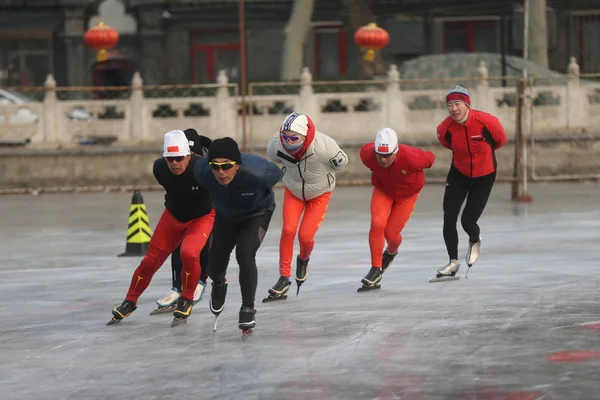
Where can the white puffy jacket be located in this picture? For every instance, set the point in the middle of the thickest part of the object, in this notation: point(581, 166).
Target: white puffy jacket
point(314, 174)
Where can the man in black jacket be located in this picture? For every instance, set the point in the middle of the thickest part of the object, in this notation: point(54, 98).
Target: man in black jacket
point(187, 219)
point(198, 146)
point(241, 188)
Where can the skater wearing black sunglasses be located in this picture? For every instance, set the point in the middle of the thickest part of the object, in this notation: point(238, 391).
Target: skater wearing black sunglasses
point(241, 187)
point(199, 147)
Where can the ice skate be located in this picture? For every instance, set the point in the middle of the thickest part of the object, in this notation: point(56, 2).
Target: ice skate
point(246, 321)
point(387, 260)
point(371, 280)
point(279, 290)
point(122, 311)
point(167, 303)
point(182, 311)
point(217, 300)
point(473, 253)
point(199, 292)
point(447, 272)
point(301, 272)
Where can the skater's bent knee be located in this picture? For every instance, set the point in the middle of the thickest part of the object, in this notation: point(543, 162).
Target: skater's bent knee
point(288, 231)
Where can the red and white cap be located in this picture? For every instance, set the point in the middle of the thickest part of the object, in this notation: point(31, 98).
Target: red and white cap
point(176, 144)
point(386, 141)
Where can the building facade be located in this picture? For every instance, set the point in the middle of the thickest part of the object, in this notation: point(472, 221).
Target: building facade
point(189, 41)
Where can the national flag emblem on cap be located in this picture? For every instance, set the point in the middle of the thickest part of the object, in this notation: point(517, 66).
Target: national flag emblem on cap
point(175, 144)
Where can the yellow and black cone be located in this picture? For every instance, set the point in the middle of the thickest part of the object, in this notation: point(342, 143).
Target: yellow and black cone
point(138, 230)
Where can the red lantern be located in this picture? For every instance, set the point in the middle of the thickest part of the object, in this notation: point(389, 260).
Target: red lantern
point(371, 37)
point(101, 38)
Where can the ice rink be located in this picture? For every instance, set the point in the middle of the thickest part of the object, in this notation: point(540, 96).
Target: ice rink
point(525, 324)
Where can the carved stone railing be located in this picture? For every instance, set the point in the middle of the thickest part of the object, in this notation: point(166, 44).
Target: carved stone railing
point(351, 111)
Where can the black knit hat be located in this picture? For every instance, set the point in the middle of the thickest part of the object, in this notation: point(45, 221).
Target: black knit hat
point(197, 142)
point(225, 148)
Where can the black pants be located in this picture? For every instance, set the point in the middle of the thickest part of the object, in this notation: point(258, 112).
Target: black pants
point(477, 192)
point(177, 264)
point(246, 236)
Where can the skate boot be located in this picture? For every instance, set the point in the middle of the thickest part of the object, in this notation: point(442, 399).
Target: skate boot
point(122, 311)
point(387, 260)
point(182, 312)
point(199, 292)
point(246, 322)
point(301, 272)
point(217, 300)
point(447, 272)
point(371, 280)
point(167, 303)
point(473, 253)
point(279, 290)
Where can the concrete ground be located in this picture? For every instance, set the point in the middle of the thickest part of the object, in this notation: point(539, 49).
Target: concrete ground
point(524, 325)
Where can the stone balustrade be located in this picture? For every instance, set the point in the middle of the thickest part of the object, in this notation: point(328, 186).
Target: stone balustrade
point(350, 111)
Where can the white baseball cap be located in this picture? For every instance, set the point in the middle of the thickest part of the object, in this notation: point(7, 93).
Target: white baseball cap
point(386, 141)
point(296, 123)
point(176, 144)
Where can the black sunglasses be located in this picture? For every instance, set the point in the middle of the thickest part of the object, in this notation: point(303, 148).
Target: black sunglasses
point(224, 166)
point(178, 159)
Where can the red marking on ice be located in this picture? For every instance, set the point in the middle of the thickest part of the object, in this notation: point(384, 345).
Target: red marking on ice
point(493, 393)
point(573, 356)
point(78, 306)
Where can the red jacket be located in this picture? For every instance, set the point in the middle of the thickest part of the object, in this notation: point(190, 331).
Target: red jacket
point(405, 177)
point(473, 143)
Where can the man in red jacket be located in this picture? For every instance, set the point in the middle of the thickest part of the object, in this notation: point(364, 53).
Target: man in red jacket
point(473, 136)
point(397, 177)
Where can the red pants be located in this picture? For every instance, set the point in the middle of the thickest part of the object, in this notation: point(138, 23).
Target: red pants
point(388, 218)
point(169, 233)
point(314, 212)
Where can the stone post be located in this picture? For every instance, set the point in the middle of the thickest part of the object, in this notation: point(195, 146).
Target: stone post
point(307, 103)
point(138, 117)
point(49, 121)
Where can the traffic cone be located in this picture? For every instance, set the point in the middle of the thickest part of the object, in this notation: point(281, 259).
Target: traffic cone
point(138, 231)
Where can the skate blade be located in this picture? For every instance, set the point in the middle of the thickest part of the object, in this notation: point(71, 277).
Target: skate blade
point(444, 279)
point(163, 310)
point(274, 298)
point(178, 321)
point(368, 288)
point(247, 332)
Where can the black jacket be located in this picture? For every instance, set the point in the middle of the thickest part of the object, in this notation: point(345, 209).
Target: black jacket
point(186, 199)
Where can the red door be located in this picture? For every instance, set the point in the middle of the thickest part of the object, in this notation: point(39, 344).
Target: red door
point(208, 59)
point(470, 37)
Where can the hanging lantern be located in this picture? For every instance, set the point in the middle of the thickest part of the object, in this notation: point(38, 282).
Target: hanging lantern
point(371, 38)
point(101, 38)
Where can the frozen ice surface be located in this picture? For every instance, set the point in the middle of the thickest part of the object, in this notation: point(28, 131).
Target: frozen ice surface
point(520, 327)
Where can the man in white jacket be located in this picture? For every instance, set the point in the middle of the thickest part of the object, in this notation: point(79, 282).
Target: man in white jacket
point(310, 161)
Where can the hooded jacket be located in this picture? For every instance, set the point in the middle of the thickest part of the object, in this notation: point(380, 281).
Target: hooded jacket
point(310, 172)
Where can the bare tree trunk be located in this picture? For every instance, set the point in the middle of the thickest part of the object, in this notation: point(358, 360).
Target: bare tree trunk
point(358, 14)
point(295, 36)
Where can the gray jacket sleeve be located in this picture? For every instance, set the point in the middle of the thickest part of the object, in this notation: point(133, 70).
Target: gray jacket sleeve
point(336, 157)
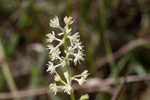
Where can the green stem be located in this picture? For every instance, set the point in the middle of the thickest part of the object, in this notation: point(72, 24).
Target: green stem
point(6, 72)
point(67, 64)
point(72, 96)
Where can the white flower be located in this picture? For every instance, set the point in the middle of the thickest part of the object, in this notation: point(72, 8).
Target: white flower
point(54, 22)
point(51, 37)
point(85, 74)
point(81, 80)
point(54, 54)
point(68, 20)
point(51, 67)
point(66, 74)
point(67, 30)
point(74, 38)
point(73, 51)
point(54, 88)
point(78, 57)
point(67, 88)
point(57, 78)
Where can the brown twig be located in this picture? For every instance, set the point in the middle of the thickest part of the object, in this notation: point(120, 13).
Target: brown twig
point(123, 50)
point(92, 85)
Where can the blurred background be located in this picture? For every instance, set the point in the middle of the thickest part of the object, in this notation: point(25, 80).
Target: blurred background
point(115, 35)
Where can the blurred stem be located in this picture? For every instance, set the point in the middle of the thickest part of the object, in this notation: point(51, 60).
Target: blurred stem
point(104, 12)
point(6, 72)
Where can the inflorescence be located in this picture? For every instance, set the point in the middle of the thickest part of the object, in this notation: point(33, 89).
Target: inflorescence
point(72, 52)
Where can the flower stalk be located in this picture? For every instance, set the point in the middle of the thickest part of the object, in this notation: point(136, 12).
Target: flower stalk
point(73, 52)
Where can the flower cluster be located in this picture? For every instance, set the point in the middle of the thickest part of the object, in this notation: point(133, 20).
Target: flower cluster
point(73, 52)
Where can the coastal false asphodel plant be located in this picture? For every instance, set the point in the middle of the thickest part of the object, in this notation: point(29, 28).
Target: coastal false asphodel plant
point(71, 51)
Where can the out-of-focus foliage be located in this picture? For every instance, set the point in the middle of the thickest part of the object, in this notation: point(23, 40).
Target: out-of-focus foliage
point(104, 26)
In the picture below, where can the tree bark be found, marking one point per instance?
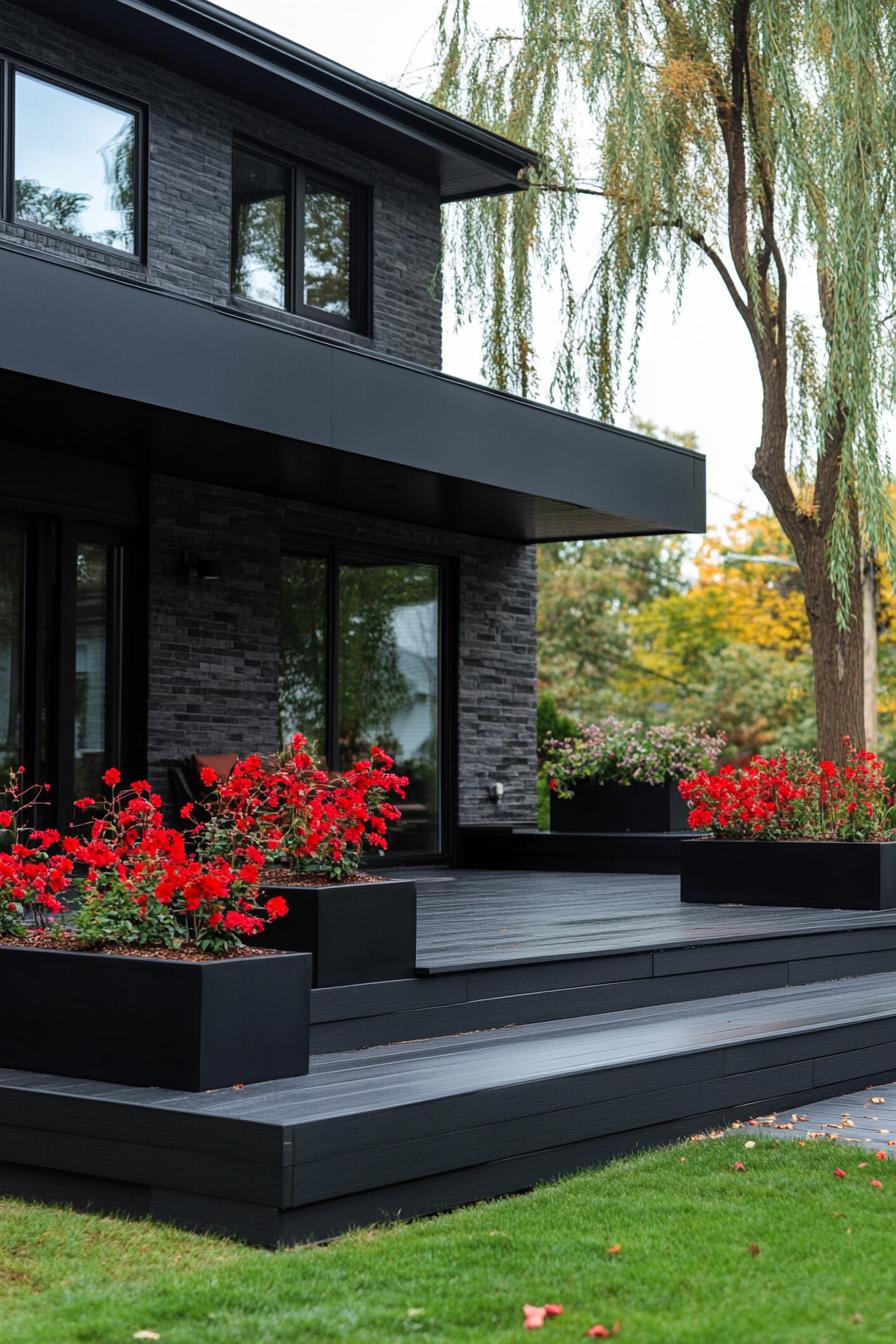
(838, 663)
(869, 625)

===============

__Your instructions__
Each line from the beginning of the entries up to and including the one containing "Where can the man in black" must be restated exactly. Pictures are to be left out.

__Task response__
Where can the white puffy jacket be located in this picture? For every instance, set the point in the middle of the thickest part of the object, in this notation: point(581, 166).
Target: white puffy jacket
point(314, 174)
Where can the man in black jacket be located in this picture? For every instance, set the point in the middle of the thickest part of the object, in this notation: point(54, 98).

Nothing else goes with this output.